● **Your goal**
Within the entries below, every line containing "post" is to be copied.

Content starts

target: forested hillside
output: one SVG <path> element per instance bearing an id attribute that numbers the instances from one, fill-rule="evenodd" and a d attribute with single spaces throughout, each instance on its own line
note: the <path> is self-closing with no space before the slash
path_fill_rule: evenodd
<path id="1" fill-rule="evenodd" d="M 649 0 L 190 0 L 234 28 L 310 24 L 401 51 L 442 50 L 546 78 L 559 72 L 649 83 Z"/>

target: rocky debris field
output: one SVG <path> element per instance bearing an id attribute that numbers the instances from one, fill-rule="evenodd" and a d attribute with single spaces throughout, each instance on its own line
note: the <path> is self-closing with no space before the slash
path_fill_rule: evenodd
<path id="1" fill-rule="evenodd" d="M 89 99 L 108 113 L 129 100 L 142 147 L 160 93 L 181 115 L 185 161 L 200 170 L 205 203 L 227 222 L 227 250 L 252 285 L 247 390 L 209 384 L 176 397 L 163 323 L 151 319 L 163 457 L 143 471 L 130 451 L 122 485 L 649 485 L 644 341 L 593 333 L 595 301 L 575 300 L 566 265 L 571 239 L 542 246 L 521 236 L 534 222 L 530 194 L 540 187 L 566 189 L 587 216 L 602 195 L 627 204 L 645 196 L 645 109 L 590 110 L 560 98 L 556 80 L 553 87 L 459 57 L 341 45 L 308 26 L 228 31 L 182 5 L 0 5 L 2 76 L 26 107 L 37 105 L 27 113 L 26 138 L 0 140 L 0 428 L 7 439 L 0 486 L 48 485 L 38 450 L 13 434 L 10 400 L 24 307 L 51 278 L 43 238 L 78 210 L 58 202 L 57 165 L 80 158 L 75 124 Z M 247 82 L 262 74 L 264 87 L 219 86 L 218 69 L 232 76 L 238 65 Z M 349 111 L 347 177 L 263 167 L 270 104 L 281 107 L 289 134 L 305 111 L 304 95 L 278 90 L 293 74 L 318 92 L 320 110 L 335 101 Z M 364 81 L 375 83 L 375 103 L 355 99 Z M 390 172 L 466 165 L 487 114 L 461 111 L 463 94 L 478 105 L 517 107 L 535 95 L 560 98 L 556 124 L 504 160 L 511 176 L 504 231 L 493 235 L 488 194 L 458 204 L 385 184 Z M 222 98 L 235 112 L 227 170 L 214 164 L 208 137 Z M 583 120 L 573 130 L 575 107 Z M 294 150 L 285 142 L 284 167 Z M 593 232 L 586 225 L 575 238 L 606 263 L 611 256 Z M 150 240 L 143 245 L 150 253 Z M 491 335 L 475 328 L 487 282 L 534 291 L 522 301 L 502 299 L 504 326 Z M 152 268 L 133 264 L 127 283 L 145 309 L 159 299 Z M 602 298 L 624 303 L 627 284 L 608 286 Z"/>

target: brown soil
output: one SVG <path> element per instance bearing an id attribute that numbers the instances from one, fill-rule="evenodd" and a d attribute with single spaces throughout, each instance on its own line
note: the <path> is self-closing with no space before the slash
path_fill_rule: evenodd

Content ends
Content starts

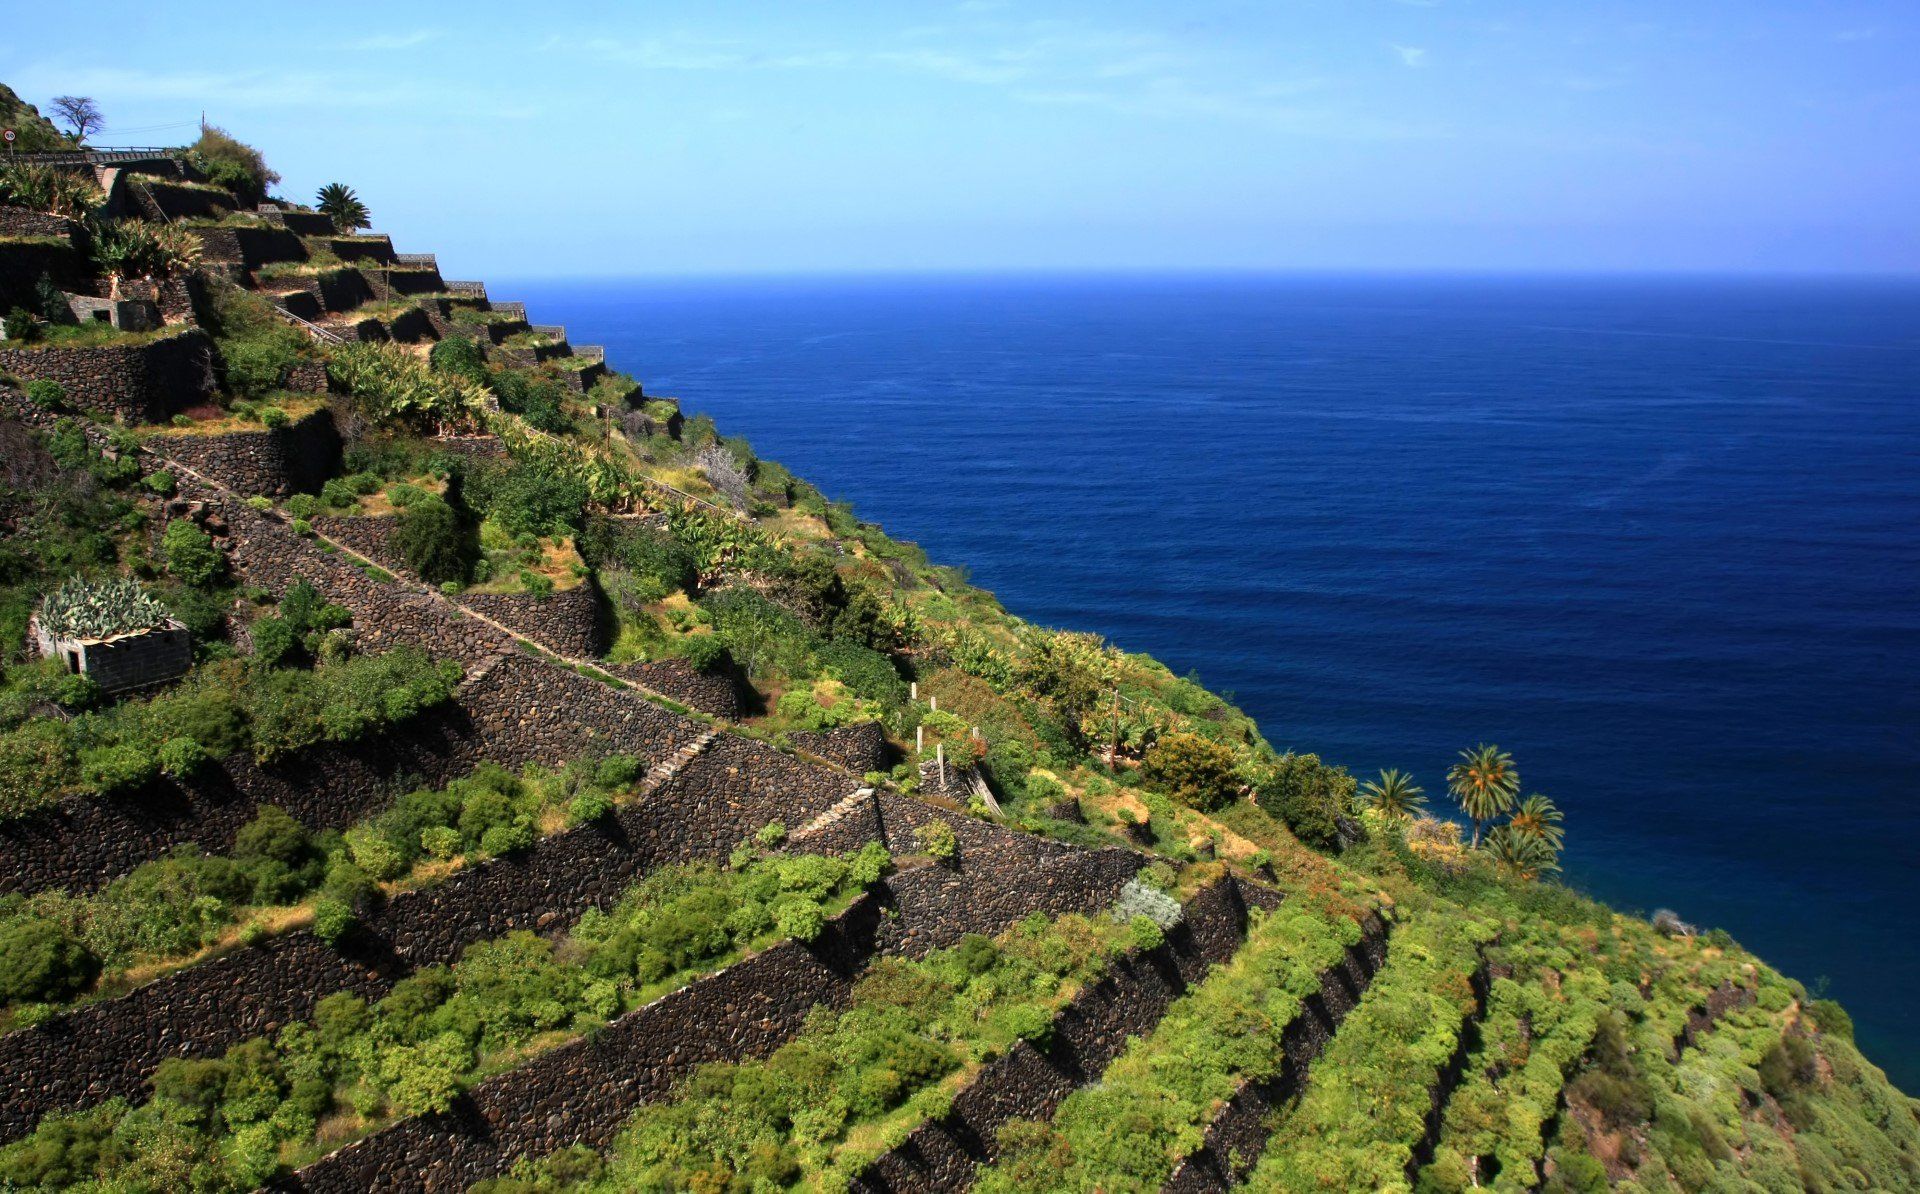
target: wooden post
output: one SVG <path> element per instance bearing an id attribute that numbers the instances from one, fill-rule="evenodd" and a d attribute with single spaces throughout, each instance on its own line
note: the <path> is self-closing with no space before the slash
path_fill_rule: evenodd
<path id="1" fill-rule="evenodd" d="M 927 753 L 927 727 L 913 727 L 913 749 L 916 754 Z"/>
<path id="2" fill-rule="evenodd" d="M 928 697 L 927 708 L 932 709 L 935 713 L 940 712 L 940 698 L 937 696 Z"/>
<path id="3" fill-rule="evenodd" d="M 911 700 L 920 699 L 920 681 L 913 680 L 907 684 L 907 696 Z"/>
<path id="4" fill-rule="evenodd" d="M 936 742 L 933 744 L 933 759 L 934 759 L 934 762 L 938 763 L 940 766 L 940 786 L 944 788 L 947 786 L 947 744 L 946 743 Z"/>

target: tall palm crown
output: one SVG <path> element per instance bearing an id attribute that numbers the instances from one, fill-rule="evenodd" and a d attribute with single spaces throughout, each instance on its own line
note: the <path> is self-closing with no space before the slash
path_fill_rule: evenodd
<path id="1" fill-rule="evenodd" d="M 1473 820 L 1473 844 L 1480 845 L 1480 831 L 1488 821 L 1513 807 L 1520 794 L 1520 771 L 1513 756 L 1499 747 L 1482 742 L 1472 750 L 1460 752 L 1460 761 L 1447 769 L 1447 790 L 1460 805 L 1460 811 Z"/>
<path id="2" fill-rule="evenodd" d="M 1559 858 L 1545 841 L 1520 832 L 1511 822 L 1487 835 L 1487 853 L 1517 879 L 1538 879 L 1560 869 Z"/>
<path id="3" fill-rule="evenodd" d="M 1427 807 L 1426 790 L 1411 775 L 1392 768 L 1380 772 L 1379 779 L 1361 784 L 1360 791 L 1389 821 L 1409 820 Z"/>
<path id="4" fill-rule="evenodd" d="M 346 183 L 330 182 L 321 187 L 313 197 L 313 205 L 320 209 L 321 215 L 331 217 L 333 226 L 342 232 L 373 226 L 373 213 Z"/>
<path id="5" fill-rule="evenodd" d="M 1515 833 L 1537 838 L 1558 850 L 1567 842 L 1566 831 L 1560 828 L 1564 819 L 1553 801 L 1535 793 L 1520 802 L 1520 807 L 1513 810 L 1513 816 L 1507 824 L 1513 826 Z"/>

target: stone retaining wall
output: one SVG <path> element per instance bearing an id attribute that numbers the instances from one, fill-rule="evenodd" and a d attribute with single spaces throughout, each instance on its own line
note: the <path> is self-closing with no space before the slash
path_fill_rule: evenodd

Content ends
Content starts

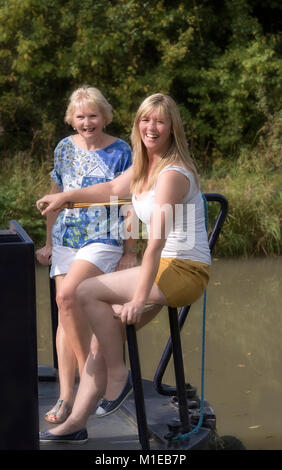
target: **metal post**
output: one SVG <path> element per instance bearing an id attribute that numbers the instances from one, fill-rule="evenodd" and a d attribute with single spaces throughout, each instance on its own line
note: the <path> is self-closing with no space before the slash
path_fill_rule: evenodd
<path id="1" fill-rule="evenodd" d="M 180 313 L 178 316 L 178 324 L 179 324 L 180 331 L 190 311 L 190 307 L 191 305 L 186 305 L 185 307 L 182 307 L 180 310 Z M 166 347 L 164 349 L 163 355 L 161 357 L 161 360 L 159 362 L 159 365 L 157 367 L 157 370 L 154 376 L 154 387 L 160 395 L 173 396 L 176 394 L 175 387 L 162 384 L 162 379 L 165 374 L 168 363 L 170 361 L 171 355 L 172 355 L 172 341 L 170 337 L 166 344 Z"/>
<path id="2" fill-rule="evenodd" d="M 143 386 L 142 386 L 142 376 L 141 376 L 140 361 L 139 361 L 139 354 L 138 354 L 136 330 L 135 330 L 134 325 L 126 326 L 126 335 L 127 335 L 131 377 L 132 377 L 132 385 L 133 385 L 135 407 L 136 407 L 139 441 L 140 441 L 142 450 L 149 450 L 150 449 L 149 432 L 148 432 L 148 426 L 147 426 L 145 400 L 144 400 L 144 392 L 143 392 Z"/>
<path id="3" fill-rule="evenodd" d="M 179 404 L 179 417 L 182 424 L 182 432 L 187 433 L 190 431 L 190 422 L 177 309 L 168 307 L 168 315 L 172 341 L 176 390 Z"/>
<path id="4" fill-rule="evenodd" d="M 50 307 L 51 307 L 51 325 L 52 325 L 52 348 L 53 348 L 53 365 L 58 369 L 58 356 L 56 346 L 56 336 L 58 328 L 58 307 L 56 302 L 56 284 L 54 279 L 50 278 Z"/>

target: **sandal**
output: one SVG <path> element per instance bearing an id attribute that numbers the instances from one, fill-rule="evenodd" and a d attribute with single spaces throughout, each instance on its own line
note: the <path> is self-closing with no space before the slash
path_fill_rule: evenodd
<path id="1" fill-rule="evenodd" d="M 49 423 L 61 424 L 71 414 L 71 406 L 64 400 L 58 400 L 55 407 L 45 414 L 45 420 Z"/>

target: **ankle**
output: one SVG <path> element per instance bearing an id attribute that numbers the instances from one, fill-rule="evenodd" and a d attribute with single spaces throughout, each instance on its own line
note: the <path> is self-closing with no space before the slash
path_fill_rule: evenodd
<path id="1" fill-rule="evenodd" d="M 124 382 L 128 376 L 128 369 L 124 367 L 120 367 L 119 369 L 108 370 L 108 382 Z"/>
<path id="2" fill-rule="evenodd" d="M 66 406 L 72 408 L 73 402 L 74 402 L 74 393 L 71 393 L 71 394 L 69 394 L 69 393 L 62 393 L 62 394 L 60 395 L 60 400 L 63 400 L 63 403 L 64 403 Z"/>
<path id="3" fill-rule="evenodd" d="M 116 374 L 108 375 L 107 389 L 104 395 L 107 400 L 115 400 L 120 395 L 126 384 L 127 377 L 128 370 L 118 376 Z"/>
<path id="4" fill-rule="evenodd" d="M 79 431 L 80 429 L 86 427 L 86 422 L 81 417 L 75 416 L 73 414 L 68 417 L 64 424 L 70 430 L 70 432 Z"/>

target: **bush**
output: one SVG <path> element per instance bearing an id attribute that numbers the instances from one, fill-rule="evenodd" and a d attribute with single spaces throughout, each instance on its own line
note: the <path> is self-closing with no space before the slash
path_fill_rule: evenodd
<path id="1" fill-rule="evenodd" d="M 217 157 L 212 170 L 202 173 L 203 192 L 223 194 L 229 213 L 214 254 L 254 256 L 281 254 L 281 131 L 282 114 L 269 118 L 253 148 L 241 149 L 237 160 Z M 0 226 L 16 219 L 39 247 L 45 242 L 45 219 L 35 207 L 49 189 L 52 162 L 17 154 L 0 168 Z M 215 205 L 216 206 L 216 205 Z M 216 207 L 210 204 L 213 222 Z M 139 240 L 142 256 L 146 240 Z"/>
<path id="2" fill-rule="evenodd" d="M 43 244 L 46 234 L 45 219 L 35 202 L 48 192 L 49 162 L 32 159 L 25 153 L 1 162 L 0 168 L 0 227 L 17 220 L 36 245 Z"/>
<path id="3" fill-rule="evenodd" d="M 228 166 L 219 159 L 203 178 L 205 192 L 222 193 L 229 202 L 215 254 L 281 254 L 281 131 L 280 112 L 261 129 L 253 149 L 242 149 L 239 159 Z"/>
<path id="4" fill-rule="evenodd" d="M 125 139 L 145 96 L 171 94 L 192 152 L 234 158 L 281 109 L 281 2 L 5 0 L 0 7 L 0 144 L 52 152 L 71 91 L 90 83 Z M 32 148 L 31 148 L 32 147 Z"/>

Content ends

● **Output below**
target: wooden post
target: **metal post**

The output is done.